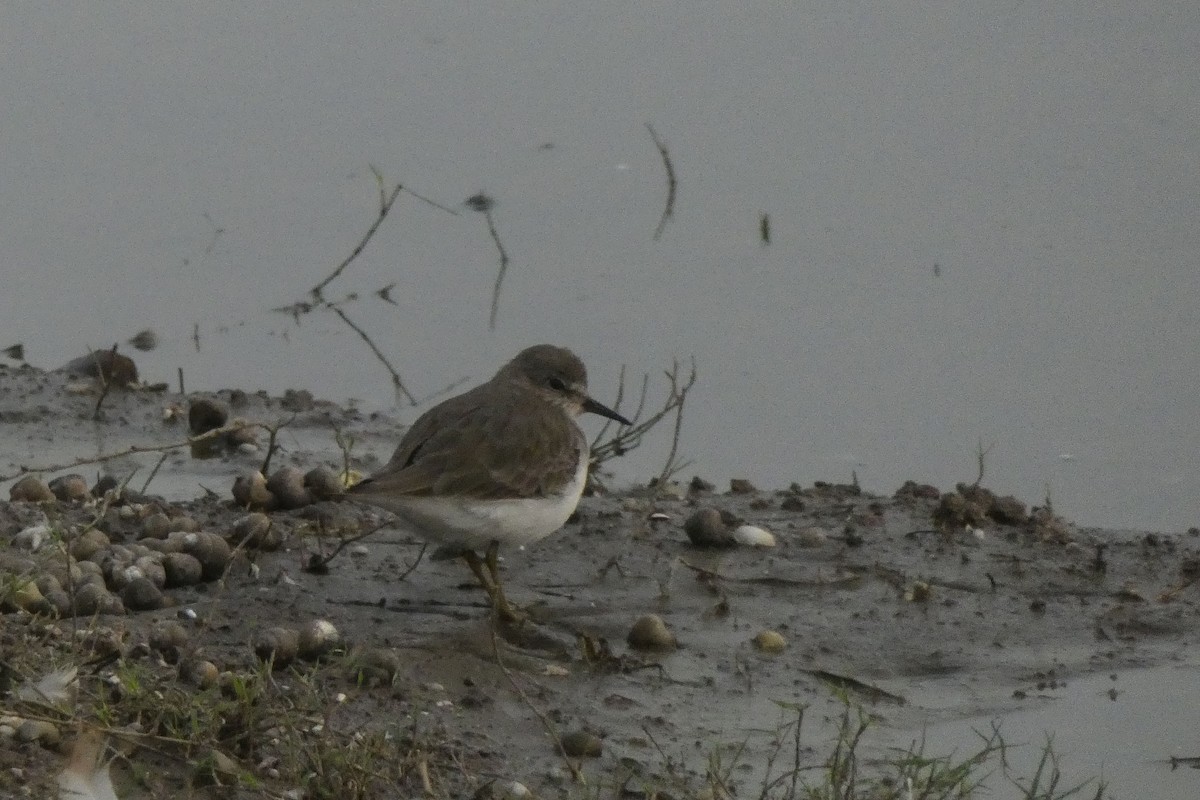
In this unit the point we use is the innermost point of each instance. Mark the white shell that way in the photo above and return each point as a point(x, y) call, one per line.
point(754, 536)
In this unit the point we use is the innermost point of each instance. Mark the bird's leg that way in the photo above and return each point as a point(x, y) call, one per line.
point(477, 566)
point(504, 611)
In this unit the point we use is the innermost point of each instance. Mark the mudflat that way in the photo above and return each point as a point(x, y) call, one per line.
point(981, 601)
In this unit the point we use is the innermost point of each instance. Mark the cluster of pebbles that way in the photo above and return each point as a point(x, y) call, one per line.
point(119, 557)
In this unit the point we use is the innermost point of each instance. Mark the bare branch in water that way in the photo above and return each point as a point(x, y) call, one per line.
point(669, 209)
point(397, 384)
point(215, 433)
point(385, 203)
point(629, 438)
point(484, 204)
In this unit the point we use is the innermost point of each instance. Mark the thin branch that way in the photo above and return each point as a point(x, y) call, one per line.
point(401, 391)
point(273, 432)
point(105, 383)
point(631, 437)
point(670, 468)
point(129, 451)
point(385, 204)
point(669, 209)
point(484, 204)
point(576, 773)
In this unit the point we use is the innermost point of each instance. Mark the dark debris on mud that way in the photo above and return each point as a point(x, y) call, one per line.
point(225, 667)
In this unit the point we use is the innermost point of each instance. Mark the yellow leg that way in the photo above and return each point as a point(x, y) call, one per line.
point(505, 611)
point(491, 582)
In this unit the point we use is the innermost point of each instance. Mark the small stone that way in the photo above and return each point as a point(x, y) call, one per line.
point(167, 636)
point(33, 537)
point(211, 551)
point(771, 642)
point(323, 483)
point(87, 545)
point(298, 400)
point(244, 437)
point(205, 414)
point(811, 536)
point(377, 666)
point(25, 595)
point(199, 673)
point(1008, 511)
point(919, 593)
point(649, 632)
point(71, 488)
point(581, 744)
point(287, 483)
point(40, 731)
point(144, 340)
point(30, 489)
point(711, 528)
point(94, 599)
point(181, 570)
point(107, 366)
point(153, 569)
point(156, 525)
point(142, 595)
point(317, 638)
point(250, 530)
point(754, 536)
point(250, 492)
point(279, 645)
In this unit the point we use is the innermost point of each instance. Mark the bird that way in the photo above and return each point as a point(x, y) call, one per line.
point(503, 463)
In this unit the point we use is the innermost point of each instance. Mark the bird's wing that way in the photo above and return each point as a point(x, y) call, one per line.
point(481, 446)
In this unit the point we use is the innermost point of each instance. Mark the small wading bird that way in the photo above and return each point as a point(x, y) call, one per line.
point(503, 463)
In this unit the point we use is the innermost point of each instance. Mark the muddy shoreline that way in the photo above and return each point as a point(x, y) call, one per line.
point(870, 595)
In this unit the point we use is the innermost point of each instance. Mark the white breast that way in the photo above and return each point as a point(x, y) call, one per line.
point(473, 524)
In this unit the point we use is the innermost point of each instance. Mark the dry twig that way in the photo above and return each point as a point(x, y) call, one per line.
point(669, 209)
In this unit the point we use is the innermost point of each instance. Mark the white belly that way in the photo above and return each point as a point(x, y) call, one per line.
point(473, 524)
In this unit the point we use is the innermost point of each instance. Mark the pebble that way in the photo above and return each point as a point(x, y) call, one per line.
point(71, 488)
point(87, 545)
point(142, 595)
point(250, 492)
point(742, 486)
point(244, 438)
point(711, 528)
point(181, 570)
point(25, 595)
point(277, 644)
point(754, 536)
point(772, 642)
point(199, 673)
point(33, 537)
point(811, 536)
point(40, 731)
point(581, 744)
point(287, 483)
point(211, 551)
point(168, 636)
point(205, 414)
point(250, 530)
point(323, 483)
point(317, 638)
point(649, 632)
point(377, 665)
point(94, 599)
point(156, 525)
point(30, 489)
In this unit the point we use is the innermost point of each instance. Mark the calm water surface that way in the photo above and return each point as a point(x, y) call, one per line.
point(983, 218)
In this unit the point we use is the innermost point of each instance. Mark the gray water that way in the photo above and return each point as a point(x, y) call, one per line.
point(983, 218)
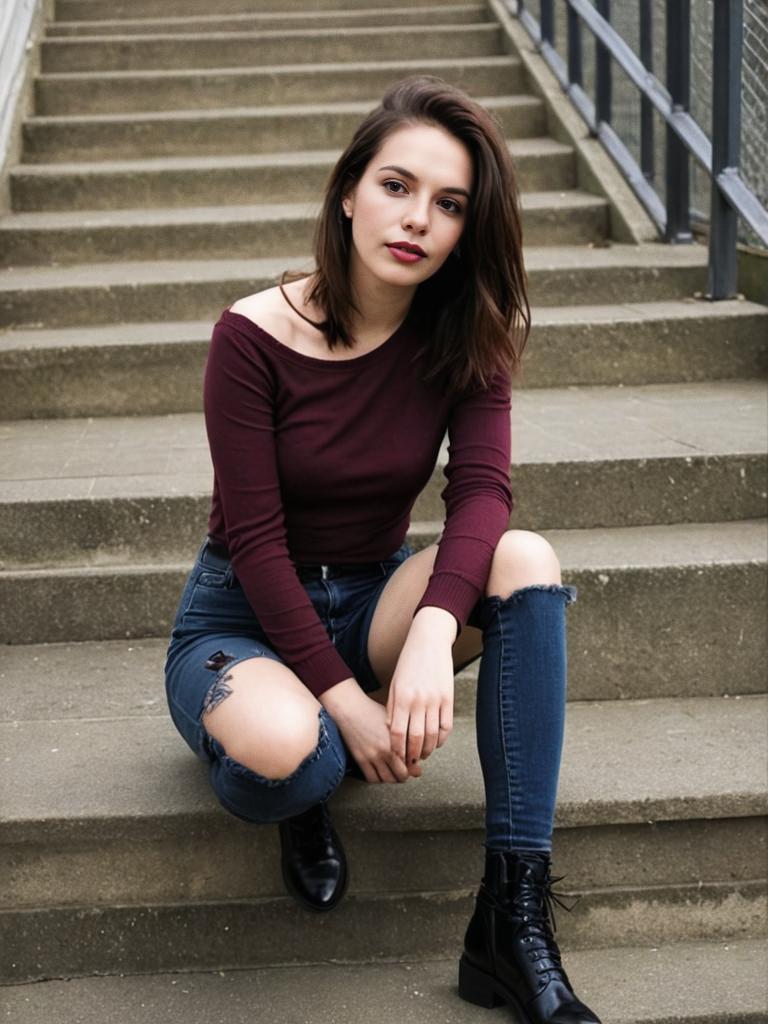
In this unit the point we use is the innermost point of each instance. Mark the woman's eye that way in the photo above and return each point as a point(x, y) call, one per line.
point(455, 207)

******

■ **What you will do**
Render all of the material above as a JSON list of strings, one string per line, leaving out blank lines and the pictures.

■ **Answer to this exercise**
[
  "In this unit the point we use is the innermost point of each instance. Mark the white shell that way in the photo above and return each point as a point(x, y) call, one per line.",
  "point(754, 536)",
  "In this unit the point we use is the innermost point of each instance. Mark the bird's leg that way in the photo above and return each point as a point(x, y) call, one per line.",
  "point(477, 566)",
  "point(504, 611)",
  "In this unit the point we use is the innermost point of each instance. Mark the mudflat that way in the photo above and return each point as a point(x, y) call, one per line.",
  "point(981, 601)",
  "In this unit the point we use is the innermost point of each instance. Mark the cluster of pebbles that way in the photo above and return each point as a point(x, y) call, one per line.",
  "point(119, 557)",
  "In this unit the point we use is the innermost point of each instance. Mark the bare branch in water that way in the photo above and return each point as a point(x, y) call, one per line.",
  "point(669, 209)",
  "point(397, 384)",
  "point(215, 433)",
  "point(385, 203)",
  "point(629, 438)",
  "point(484, 204)",
  "In this unit the point we use is the innermost point of each instance. Mark the thin branch that way in the photo above and return each point as a point(x, y) call, one per line.",
  "point(401, 391)",
  "point(273, 432)",
  "point(105, 383)",
  "point(631, 437)",
  "point(670, 468)",
  "point(129, 451)",
  "point(385, 204)",
  "point(669, 209)",
  "point(484, 204)",
  "point(576, 773)",
  "In this unit the point we use is the innermost point of each instance. Mark the dark debris on mud that way in the photo above and return each point as a point(x, y) call, one per line.",
  "point(225, 667)",
  "In this unit the point we use is the innermost point of each instance. Mark the yellow leg that way in the photo above and return each point as a point(x, y) call, one per line.",
  "point(505, 611)",
  "point(491, 582)",
  "In this unit the point we use is the innermost point of each instance. Mark the small stone that way in the photo above and return each point as a point(x, y) call, one per line.",
  "point(167, 636)",
  "point(33, 537)",
  "point(211, 551)",
  "point(771, 642)",
  "point(323, 483)",
  "point(87, 545)",
  "point(298, 400)",
  "point(244, 437)",
  "point(205, 414)",
  "point(811, 536)",
  "point(377, 666)",
  "point(25, 595)",
  "point(199, 673)",
  "point(1008, 511)",
  "point(919, 593)",
  "point(649, 632)",
  "point(71, 488)",
  "point(581, 744)",
  "point(287, 483)",
  "point(40, 731)",
  "point(144, 340)",
  "point(30, 489)",
  "point(711, 528)",
  "point(94, 599)",
  "point(181, 570)",
  "point(107, 366)",
  "point(153, 569)",
  "point(156, 525)",
  "point(142, 595)",
  "point(317, 638)",
  "point(250, 530)",
  "point(754, 536)",
  "point(250, 492)",
  "point(279, 645)",
  "In this unit the point we use is the innermost point of each instance. Mark the bird that way in the photo above and return each point as a point(x, y) call, one per line.",
  "point(503, 463)",
  "In this unit the point we use is the innermost point of each instance. Mark the bird's wing that way in the photo above and return each point as a point(x, y) call, one per line.",
  "point(481, 446)",
  "In this unit the point we use is the innermost point of each instance. Mark the small wading bird that way in the photo above and return each point as a point(x, y) call, one per line.",
  "point(503, 463)",
  "In this unit the point we use is the innermost point of each instance. Mark the muddy shoreline that way in the photo above and return each point as a point(x, y) call, one per line.",
  "point(870, 595)",
  "In this unit the point we use is the innermost point of each instance. Mark the white breast that way in the photo above and return each point as a point(x, y) call, one per line.",
  "point(473, 524)",
  "In this unit the point we use is the innermost point of each instance. Mark the dry twig that way in the photo above and return each point as a point(x, y) call, one per line.",
  "point(669, 209)",
  "In this unit the point we use is the innermost point of each instance. Mark the white belly that way in the photo above and return each point as a point(x, y) call, one per line.",
  "point(473, 524)",
  "In this unit the point we use is the innermost point of each instance. Mark the pebble that way in the photo above and return each point as a point(x, y) call, one per line.",
  "point(71, 488)",
  "point(87, 545)",
  "point(142, 595)",
  "point(250, 492)",
  "point(742, 486)",
  "point(244, 438)",
  "point(711, 528)",
  "point(181, 570)",
  "point(25, 595)",
  "point(277, 644)",
  "point(754, 536)",
  "point(772, 642)",
  "point(199, 673)",
  "point(33, 537)",
  "point(811, 536)",
  "point(40, 731)",
  "point(581, 744)",
  "point(287, 483)",
  "point(211, 551)",
  "point(168, 636)",
  "point(205, 414)",
  "point(250, 530)",
  "point(323, 483)",
  "point(317, 638)",
  "point(649, 632)",
  "point(377, 665)",
  "point(94, 599)",
  "point(156, 525)",
  "point(30, 489)",
  "In this unit the point we use is the innermost point of each instance. Mark the calm water surface that way in the photo above and return each point as a point(x, y) call, one per line.",
  "point(983, 218)",
  "In this unit the point we use is the innermost point of each instance. Mark the gray water that way in the photo above and return each point as a point(x, y) call, one per line.",
  "point(983, 218)",
  "In this unit the point we use is the innermost point of each instance. Mark the woman's eye that way in the photo above and return each point as a point(x, y) call, one per line.",
  "point(455, 207)"
]